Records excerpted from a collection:
####################

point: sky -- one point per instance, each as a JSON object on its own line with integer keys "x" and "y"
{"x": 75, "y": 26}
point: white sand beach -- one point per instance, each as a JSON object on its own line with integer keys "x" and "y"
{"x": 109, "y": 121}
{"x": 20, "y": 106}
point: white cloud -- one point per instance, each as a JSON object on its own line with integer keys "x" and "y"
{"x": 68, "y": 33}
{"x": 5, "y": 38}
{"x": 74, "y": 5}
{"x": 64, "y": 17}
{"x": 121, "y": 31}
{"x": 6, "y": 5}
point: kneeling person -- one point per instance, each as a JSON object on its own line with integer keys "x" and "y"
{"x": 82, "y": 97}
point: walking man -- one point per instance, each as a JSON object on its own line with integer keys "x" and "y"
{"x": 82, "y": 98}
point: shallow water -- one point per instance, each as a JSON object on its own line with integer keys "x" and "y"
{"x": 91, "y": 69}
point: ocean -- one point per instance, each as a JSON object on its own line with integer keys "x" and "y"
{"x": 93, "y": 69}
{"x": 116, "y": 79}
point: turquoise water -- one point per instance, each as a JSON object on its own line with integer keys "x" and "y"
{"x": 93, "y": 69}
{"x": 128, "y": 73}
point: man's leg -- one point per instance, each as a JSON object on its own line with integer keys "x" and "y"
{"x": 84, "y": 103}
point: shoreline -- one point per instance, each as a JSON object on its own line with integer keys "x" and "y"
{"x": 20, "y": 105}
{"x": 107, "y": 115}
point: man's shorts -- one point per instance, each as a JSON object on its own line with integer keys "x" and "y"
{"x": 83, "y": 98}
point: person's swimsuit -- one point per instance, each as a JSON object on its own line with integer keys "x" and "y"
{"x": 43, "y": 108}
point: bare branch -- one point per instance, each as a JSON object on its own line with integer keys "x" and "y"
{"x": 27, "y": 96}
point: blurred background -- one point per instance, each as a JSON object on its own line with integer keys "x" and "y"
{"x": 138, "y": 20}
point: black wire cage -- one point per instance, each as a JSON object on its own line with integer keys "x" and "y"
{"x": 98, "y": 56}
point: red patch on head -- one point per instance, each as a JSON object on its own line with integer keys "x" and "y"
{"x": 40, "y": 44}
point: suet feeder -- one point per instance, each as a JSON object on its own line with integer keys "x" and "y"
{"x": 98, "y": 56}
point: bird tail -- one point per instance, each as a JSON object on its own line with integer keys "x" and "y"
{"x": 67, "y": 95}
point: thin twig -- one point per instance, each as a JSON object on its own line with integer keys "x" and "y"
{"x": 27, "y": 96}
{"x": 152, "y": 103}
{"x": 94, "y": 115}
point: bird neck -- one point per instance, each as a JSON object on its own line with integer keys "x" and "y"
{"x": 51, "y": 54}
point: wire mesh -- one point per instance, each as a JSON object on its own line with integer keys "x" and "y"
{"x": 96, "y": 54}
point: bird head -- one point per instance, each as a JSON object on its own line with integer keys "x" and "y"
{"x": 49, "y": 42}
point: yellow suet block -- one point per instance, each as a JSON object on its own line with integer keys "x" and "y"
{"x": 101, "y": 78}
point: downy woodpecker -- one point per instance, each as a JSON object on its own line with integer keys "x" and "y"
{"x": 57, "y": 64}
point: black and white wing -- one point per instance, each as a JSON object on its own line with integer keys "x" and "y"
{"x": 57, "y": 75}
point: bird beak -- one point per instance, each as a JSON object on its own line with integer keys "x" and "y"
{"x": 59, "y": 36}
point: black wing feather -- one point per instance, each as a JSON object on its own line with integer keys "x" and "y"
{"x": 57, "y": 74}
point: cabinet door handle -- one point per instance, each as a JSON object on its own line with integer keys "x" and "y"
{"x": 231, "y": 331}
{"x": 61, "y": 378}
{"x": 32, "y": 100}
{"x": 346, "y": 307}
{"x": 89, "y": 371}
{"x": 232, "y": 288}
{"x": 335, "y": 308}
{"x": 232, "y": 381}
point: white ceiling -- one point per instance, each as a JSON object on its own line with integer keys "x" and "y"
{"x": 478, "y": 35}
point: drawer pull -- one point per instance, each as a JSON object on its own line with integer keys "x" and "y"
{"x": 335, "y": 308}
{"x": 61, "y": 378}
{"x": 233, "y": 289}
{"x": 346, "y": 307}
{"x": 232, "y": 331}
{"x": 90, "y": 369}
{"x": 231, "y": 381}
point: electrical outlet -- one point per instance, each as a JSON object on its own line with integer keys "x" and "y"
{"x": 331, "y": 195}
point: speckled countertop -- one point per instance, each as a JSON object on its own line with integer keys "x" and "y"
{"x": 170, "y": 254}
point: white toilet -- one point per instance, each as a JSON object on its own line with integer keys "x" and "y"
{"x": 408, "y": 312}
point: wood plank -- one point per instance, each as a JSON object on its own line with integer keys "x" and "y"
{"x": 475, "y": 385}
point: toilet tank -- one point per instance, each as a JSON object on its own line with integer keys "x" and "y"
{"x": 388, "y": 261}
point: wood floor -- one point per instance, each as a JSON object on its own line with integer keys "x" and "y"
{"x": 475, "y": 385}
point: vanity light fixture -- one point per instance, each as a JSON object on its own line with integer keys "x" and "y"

####################

» **EXERCISE INSTRUCTIONS**
Switch every "integer keys" in the lines above to "whole-number keys", leaving everything else as it stands.

» **EXERCISE OUTPUT**
point: sky -- one point per instance, each as a JSON object on its own line with whole-number keys "x" and "y"
{"x": 75, "y": 26}
point: white sand beach -- one point per instance, each as a JSON object on its own line with whole-number keys "x" and "y"
{"x": 109, "y": 121}
{"x": 20, "y": 106}
point: white cloud -- one point per instance, each as a JSON object on its own line with whole-number keys "x" and "y"
{"x": 68, "y": 33}
{"x": 5, "y": 38}
{"x": 74, "y": 5}
{"x": 64, "y": 17}
{"x": 121, "y": 31}
{"x": 6, "y": 5}
point: kneeling person -- one point per instance, each as a JSON object on its own line with whole-number keys "x" and "y"
{"x": 82, "y": 97}
point: walking man -- one point per instance, each as a JSON object on its own line with whole-number keys "x" and "y"
{"x": 82, "y": 98}
point: shallow water -- one point per instance, each as a JSON object on its own line with whole-number keys "x" and "y"
{"x": 91, "y": 69}
point: ocean -- one point per instance, each as a JSON object on its own line with whole-number keys "x" and "y"
{"x": 93, "y": 69}
{"x": 116, "y": 79}
point: turquoise water -- one point per instance, each as a JSON object on its own line with whole-number keys "x" and "y"
{"x": 93, "y": 69}
{"x": 128, "y": 73}
point: man's leg -- one point per instance, each as a JSON object on its own line with whole-number keys "x" and "y"
{"x": 84, "y": 103}
point: shoreline -- one point per instance, each as a JSON object on its own line with whole-number keys "x" and "y"
{"x": 20, "y": 105}
{"x": 107, "y": 115}
point: man's shorts -- one point per instance, each as a JSON object on its own line with whole-number keys "x" and "y"
{"x": 83, "y": 98}
point: person's swimsuit -- one point per instance, each as a JSON object on its own line with whole-number keys "x" and "y"
{"x": 43, "y": 108}
point: bare branch -- one point per instance, each as a JSON object on its own line with whole-number keys "x" and "y"
{"x": 27, "y": 96}
point: blurred background -- one point per instance, each as a JSON object on its own line with whole-number keys "x" and "y"
{"x": 138, "y": 20}
point: black wire cage -- one point per instance, each as a JSON object on its own line with whole-number keys "x" and "y"
{"x": 98, "y": 56}
point: red patch on head -- one point per instance, each as a JSON object on its own line with whole-number keys "x" and "y"
{"x": 40, "y": 44}
point: suet feeder -- one point per instance, each as a JSON object on its own line with whole-number keys "x" and "y"
{"x": 98, "y": 56}
point: bird tail -- one point per instance, each as a JSON object on its own line with whole-number keys "x" and "y"
{"x": 67, "y": 95}
point: thin twig -- one point per instance, each as a JSON object on its own line with whole-number keys "x" and "y"
{"x": 27, "y": 96}
{"x": 152, "y": 103}
{"x": 94, "y": 115}
point: bird neck -- one point per instance, each as a JSON object on its own line with whole-number keys "x" and "y"
{"x": 51, "y": 54}
point: wire mesh -- one point per instance, each as a JSON object on its own line with whole-number keys "x" and "y"
{"x": 96, "y": 54}
point: bird head -- one point per instance, each as a JSON object on its own line with whole-number keys "x" and "y"
{"x": 49, "y": 42}
point: yellow suet block -- one point per instance, each as a JSON object on its own line with whole-number keys "x" and "y"
{"x": 101, "y": 78}
point: downy woodpecker -- one point per instance, each as a JSON object on its own line with whole-number keys "x" and "y"
{"x": 57, "y": 64}
point: black and white wing -- one point per instance, each as a JSON object on its own line with whole-number keys "x" and "y"
{"x": 57, "y": 75}
point: bird beak -- one point per instance, each as a JSON object on its own line with whole-number keys "x" and "y"
{"x": 59, "y": 36}
point: black wing feather -- one point per instance, each as a JSON object on its own line with whole-number keys "x" and "y"
{"x": 57, "y": 74}
point: cabinet door handle -- one point per instance, each as a JSON object on its own line with whole-number keys "x" and "y"
{"x": 231, "y": 331}
{"x": 61, "y": 378}
{"x": 32, "y": 100}
{"x": 346, "y": 307}
{"x": 89, "y": 371}
{"x": 232, "y": 288}
{"x": 335, "y": 308}
{"x": 232, "y": 381}
point: white ceiling -- one point per instance, each as a JSON object on its own line with whole-number keys "x" and "y"
{"x": 478, "y": 35}
point: drawer pull -- one point per instance, each as a JSON object on its own line with whole-number keys "x" and "y"
{"x": 335, "y": 308}
{"x": 61, "y": 378}
{"x": 233, "y": 289}
{"x": 346, "y": 307}
{"x": 232, "y": 331}
{"x": 90, "y": 369}
{"x": 231, "y": 381}
point: electrical outlet -- one point per instance, each as a JSON object on its own line with whole-number keys "x" and "y"
{"x": 331, "y": 195}
point: speckled countertop -- one point per instance, each as a JSON object on its own line with whole-number keys "x" and "y"
{"x": 170, "y": 254}
point: white toilet -- one point per instance, each as a JSON object on its own line with whole-number keys "x" and "y"
{"x": 408, "y": 312}
point: wood plank -- one point per instance, each as a JSON object on its own line with whole-number keys "x" and "y"
{"x": 475, "y": 385}
point: toilet tank -- one point per instance, each as a JSON object on its own line with whole-number keys "x" and "y"
{"x": 388, "y": 261}
point: wood floor -- one point per instance, each as a JSON object on its own line with whole-number keys "x" and "y"
{"x": 475, "y": 385}
point: vanity light fixture -- one point per instance, each as a JSON object on its own line with whole-number keys "x" and "y"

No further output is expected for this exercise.